Short exercise: Can you reproduce every one of the lines below verbatim, with no changes?
>> Start
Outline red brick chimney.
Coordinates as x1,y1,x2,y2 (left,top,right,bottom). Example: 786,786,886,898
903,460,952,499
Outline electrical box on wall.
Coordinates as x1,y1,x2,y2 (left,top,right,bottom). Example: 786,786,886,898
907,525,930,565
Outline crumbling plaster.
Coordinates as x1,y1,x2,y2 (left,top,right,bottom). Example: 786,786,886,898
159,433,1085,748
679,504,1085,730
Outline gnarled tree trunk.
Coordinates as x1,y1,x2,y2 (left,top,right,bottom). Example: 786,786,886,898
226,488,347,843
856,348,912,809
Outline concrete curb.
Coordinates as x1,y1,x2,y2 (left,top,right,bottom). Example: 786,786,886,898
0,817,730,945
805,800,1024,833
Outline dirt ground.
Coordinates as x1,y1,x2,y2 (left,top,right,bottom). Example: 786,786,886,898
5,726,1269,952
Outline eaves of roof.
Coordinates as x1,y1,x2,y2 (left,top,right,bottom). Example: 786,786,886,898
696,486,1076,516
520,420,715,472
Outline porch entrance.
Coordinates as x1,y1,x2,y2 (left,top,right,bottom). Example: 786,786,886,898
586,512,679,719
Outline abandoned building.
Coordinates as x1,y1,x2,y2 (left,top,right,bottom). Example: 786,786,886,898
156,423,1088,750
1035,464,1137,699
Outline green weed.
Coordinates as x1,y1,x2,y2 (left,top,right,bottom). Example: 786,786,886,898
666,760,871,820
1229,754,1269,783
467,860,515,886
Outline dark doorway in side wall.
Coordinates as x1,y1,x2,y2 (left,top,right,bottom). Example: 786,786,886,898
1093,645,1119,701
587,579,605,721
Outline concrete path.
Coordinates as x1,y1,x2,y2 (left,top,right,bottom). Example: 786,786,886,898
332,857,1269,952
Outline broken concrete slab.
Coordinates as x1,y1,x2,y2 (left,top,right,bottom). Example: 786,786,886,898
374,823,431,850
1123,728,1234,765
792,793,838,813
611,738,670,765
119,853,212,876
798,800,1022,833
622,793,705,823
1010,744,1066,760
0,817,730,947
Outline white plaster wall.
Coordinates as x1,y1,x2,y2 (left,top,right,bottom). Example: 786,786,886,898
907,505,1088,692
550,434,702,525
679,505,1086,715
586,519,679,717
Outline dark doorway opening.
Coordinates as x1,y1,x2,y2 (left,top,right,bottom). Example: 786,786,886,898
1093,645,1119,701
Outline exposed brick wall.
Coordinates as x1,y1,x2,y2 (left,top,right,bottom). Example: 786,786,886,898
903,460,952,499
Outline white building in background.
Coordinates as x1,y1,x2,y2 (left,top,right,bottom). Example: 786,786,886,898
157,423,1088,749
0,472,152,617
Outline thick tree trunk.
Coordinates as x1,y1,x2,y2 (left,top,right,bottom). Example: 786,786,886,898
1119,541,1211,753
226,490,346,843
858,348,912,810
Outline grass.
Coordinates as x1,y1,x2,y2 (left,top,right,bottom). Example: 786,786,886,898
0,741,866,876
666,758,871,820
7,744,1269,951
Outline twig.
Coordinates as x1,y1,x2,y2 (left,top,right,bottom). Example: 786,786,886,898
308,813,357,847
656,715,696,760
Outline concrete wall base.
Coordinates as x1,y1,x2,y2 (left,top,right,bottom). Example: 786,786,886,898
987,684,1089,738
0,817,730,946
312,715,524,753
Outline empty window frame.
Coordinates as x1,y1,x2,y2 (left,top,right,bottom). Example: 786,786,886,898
>> End
Complete output:
Outline red brick chimney.
Coordinates as x1,y1,x2,y2 (left,top,right,bottom). Example: 786,786,886,898
903,460,952,499
Outline electrical box on wall.
Coordinates as x1,y1,x2,y2 (left,top,right,bottom). Example: 786,786,886,898
907,525,930,565
Outline crumbling plaster.
Coordinates as x1,y1,x2,y2 (left,top,right,bottom). Example: 786,786,886,898
159,433,1085,748
679,504,1085,730
Outline gnarled tree trunk.
Coordinates as x1,y1,x2,y2 (left,top,right,bottom). Example: 786,786,886,898
226,488,347,843
856,348,912,809
Outline concrete curb.
Coordinates as x1,y1,x2,y2 (left,top,right,bottom). Example: 786,786,886,898
0,817,730,945
805,800,1024,833
Outline dirt ground.
Coordinates as x1,y1,x2,y2 (left,top,right,bottom). Example: 786,786,886,898
5,726,1269,952
Outline eaves of roof.
Coordinates as x1,y1,x2,y2 (left,top,right,bottom). Example: 786,786,886,898
696,486,1076,516
520,420,715,472
Outline porch entrance.
Coordinates as x1,y1,x2,y2 (left,top,right,bottom). Example: 786,786,886,898
586,512,679,719
Outline abandoned building.
Coordinates as x1,y1,x2,y2 (left,top,right,bottom). Example: 786,786,886,898
156,423,1088,750
1035,464,1137,699
Outline green weed.
Coordinates as x1,y1,x2,y2 (left,top,right,bottom). Example: 786,786,886,898
666,760,871,820
1229,754,1269,783
467,860,515,886
Outline dark doorway in side wall.
Coordinates as x1,y1,x2,y2 (left,top,right,bottom). Example: 786,786,886,898
1093,645,1119,701
587,579,605,721
Outline concrete path.
Coordinates as x1,y1,x2,y2 (left,top,right,bottom). Example: 786,786,886,898
332,857,1269,952
Outline broken concrete slab.
Coordinates as x1,y1,x2,y2 (left,top,right,bottom). Example: 786,786,886,898
374,823,431,850
1123,728,1234,765
792,793,838,813
611,738,670,765
119,853,212,876
798,800,1022,833
622,793,705,823
1010,744,1066,760
0,817,730,947
Outline white plaster wall.
Coordinates as x1,y1,x2,y2 (left,top,right,bottom). Example: 786,786,886,898
907,505,1088,692
550,434,702,525
679,505,1086,715
586,519,679,717
Outline dark doorway opening.
Coordinates as x1,y1,x2,y2 (left,top,right,bottom). Example: 786,786,886,898
1093,645,1119,701
Outline exposed brick wall.
Coordinates as x1,y1,x2,y2 (left,top,right,bottom). Example: 786,786,886,898
903,460,952,499
Outline white building in background.
Coordinates as x1,y1,x2,y2 (left,top,right,bottom). Example: 786,786,886,898
157,423,1088,749
0,472,152,617
Outline thick tree trunk.
Coordinates as x1,y1,x2,y2 (left,top,right,bottom). Example: 786,786,886,898
1119,541,1211,753
226,490,346,843
858,348,912,810
Outline grass.
Coordinates as x1,y1,x2,y2 (left,top,right,bottom). Example: 786,786,886,898
0,741,866,876
666,758,871,820
7,744,1269,951
Outline twig.
Coordinates as x1,y1,x2,y2 (left,top,right,bottom). Example: 786,786,886,898
308,813,357,847
656,715,696,760
Outline concrete wall base.
Coordinates as x1,y1,x2,y2 (left,top,right,bottom). Example: 786,786,886,898
987,684,1089,738
0,817,730,946
312,715,524,753
Outline empty window frame.
Coordinates as x1,y1,x2,y2 (left,top,right,bottom). Example: 786,786,886,898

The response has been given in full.